Your task ->
Every line of the records must be repeated exactly; pictures stay out.

-------- Input

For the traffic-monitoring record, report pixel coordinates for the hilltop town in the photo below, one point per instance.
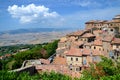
(78, 49)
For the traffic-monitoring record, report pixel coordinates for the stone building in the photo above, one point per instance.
(113, 24)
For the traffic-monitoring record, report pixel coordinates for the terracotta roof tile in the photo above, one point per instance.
(45, 61)
(116, 41)
(63, 39)
(97, 42)
(97, 31)
(77, 33)
(74, 52)
(59, 60)
(87, 35)
(108, 38)
(78, 42)
(86, 51)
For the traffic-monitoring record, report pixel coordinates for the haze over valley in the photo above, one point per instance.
(29, 36)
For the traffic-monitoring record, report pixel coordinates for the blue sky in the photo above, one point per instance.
(17, 14)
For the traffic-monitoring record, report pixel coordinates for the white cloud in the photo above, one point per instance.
(31, 13)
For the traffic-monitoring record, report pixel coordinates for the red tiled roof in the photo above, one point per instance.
(97, 53)
(108, 38)
(87, 35)
(74, 52)
(97, 42)
(78, 33)
(63, 39)
(86, 51)
(88, 44)
(78, 42)
(96, 21)
(45, 61)
(116, 41)
(97, 31)
(59, 60)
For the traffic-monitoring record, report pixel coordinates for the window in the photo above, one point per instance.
(76, 59)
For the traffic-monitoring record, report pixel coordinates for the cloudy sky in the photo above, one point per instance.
(17, 14)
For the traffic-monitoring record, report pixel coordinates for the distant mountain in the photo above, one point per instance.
(34, 30)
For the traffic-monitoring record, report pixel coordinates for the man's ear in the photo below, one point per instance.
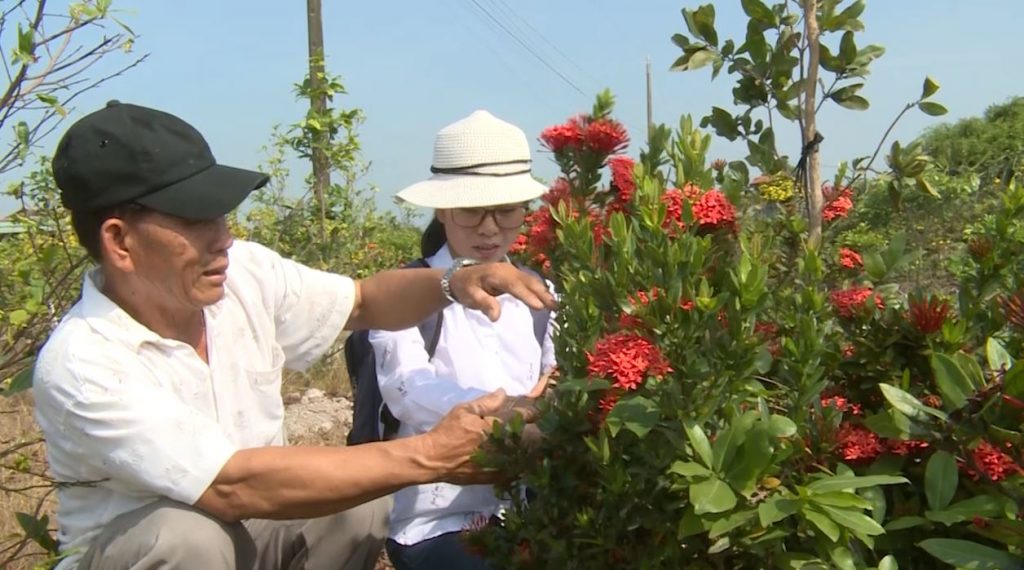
(115, 244)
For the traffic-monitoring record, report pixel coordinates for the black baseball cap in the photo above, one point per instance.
(128, 154)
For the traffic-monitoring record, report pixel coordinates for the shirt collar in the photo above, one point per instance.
(442, 259)
(104, 316)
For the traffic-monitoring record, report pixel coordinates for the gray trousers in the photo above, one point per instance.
(166, 534)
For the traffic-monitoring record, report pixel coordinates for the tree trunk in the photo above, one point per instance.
(812, 176)
(317, 104)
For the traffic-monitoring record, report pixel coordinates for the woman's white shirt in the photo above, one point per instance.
(474, 356)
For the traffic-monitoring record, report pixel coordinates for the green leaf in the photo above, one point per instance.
(953, 385)
(847, 48)
(698, 440)
(843, 558)
(858, 523)
(780, 426)
(851, 482)
(637, 414)
(854, 102)
(37, 530)
(932, 108)
(888, 563)
(907, 404)
(689, 469)
(758, 11)
(729, 439)
(979, 506)
(735, 520)
(776, 509)
(1013, 382)
(701, 23)
(941, 479)
(875, 266)
(998, 358)
(965, 554)
(713, 495)
(971, 367)
(17, 317)
(925, 186)
(842, 499)
(906, 522)
(824, 524)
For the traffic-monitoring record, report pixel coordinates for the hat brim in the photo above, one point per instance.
(206, 195)
(458, 190)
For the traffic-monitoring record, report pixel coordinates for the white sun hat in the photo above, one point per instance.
(478, 161)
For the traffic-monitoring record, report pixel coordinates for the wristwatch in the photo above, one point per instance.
(457, 264)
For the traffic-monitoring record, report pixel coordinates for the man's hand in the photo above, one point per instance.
(459, 435)
(476, 287)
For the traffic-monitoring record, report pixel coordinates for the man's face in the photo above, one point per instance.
(180, 263)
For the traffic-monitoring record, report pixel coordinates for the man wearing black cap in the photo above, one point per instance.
(160, 392)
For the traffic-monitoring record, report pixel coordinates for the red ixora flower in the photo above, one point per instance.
(842, 403)
(673, 199)
(714, 210)
(850, 259)
(840, 207)
(519, 246)
(857, 444)
(849, 302)
(905, 447)
(622, 177)
(627, 358)
(605, 136)
(992, 462)
(1013, 307)
(568, 136)
(928, 314)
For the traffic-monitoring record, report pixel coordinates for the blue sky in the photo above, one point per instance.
(228, 68)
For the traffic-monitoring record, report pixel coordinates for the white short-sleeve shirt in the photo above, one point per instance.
(473, 356)
(132, 417)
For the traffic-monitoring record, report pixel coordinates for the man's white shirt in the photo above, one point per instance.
(130, 417)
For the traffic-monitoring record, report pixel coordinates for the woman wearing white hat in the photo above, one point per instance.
(480, 186)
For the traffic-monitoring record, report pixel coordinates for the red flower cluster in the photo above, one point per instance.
(993, 462)
(928, 314)
(842, 403)
(602, 136)
(622, 177)
(849, 302)
(519, 246)
(673, 199)
(565, 136)
(840, 207)
(598, 228)
(905, 447)
(857, 444)
(850, 259)
(627, 359)
(643, 297)
(605, 136)
(714, 210)
(1013, 307)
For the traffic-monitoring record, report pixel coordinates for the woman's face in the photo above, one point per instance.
(482, 233)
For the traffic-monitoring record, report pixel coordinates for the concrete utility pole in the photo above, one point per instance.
(317, 103)
(650, 104)
(812, 177)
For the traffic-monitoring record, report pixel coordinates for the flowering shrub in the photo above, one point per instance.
(730, 399)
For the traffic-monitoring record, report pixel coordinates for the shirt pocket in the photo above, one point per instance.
(265, 373)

----------------

Exercise output ->
For the traffic-monitoring record, report pixel coordinates for the hilltop town in the photo below, one point per instance.
(78, 49)
For the traffic-monitoring record, report pixel coordinates for the stone building in the photo above, one point per instance.
(113, 24)
For the traffic-monitoring record, report pixel coordinates for the terracotta roof tile in the photo above, one point per instance.
(45, 61)
(116, 41)
(63, 39)
(97, 42)
(97, 31)
(77, 33)
(74, 52)
(59, 60)
(87, 35)
(108, 38)
(78, 42)
(86, 51)
For the traffic-monitoring record, report pixel coordinates for the haze over valley in the photo above, one point per instance.
(29, 36)
For the traffic-monitoring record, report pixel coordinates for the blue sky in the photo above, one point per instance.
(17, 14)
For the traffic-monitoring record, report pixel coordinates for the white cloud in the photo above, one point per instance.
(31, 13)
For the traffic-monitoring record, report pixel coordinates for the red tiled roof in the photo above, one point per instance.
(97, 53)
(108, 38)
(87, 35)
(74, 52)
(97, 42)
(78, 33)
(63, 39)
(86, 51)
(88, 44)
(78, 42)
(96, 21)
(45, 61)
(116, 41)
(97, 31)
(59, 60)
For the traffic-monitoring record, report pixel coordinates for the window in the photo above, one point per instance.
(76, 59)
For the traffic-monitoring record, report pixel coordinates for the cloudy sky in the photo above, one point per instance.
(17, 14)
For the traffic-monitoring record, report pixel coordinates for the distant mountain in the photo above, one point per instance.
(34, 30)
For the traffic-monitoring record, report pixel coordinates for the man's ear in the photo below, one point per instance.
(115, 244)
For the traffic-monitoring record, report pixel coordinates for the black baseball cap in the photo above, one point per instance.
(128, 154)
For the traffic-monitoring record, report pixel coordinates for the shirt collar in the photo above, one point per instance.
(442, 259)
(104, 316)
For the traffic-monitoring record, report pixel coordinates for the gray trousers in the photo above, one point per instance.
(166, 534)
For the traffic-monitoring record, report pixel coordinates for the tree trunk in the photo above, one point per instance.
(812, 176)
(317, 104)
For the traffic-monitoring record, report pixel coordinates for the woman's white shirt in the photo above, one point per instance.
(474, 356)
For the traffic-monitoring record, report pixel coordinates for the green leaf in the photo above, one point per instance.
(953, 385)
(847, 48)
(698, 440)
(843, 558)
(858, 523)
(780, 426)
(851, 482)
(637, 414)
(854, 102)
(37, 530)
(932, 108)
(888, 563)
(907, 404)
(689, 469)
(758, 11)
(729, 439)
(979, 506)
(735, 520)
(776, 509)
(1013, 382)
(701, 23)
(941, 479)
(875, 266)
(998, 358)
(965, 554)
(713, 495)
(971, 367)
(17, 317)
(925, 186)
(842, 499)
(906, 522)
(824, 524)
For the traffic-monitoring record, report pixel coordinates for the hat brim in the photo above, one point per instance.
(206, 195)
(458, 190)
For the traffic-monitoring record, report pixel coordinates for the white sun hat in the photo above, one point per instance.
(478, 161)
For the traffic-monitoring record, report pixel coordinates for the wristwatch in the photo above, one point per instance.
(457, 264)
For the traffic-monitoring record, report pixel coordinates for the man's hand in the photo above, one point per instance.
(459, 435)
(476, 287)
For the traffic-monitoring record, report pixel coordinates for the man's face in the photo above, one point per instance.
(180, 263)
For the traffic-monitoring record, report pixel coordinates for the man wearing black cap in the photo above, one point per instance.
(160, 392)
For the traffic-monitoring record, report pixel coordinates for the red ixora flower in the photo above, one point per instance.
(842, 403)
(673, 199)
(714, 210)
(850, 259)
(840, 207)
(519, 246)
(857, 444)
(849, 302)
(905, 447)
(622, 177)
(627, 358)
(605, 136)
(992, 462)
(1013, 307)
(568, 136)
(928, 314)
For the traffic-monitoring record, report pixel coordinates for the blue sky in the photo above, one point per instance.
(228, 68)
For the traffic-monitoring record, report pixel coordinates for the white short-sleeve shirt in the photo above, one point per instance.
(473, 356)
(132, 417)
For the traffic-monitoring record, report pixel coordinates for the man's white shirt in the photo above, one point per instance.
(130, 417)
For the traffic-monitoring record, report pixel coordinates for the woman wearing white hat in the photo above, one point per instance.
(480, 186)
For the traffic-monitoring record, report pixel coordinates for the red flower cluster in the photo above, one point per instance.
(993, 462)
(928, 314)
(842, 403)
(602, 136)
(622, 177)
(849, 302)
(519, 246)
(673, 199)
(565, 136)
(840, 207)
(598, 228)
(905, 447)
(857, 444)
(850, 259)
(627, 359)
(643, 297)
(605, 136)
(714, 210)
(1013, 307)
For the traffic-monitoring record, report pixel coordinates for the woman's face in the photo above, one point per instance.
(482, 233)
For the traffic-monitoring record, report pixel coordinates for the concrete utility pole in the photo above, one point per instance.
(317, 103)
(650, 104)
(812, 177)
For the traffic-monitoring record, report pixel coordinates for the flowering shrub in the photo above, one point per instance.
(730, 399)
For the traffic-monitoring record, report pixel coordinates for the shirt pocket in the photo above, one point per instance.
(265, 373)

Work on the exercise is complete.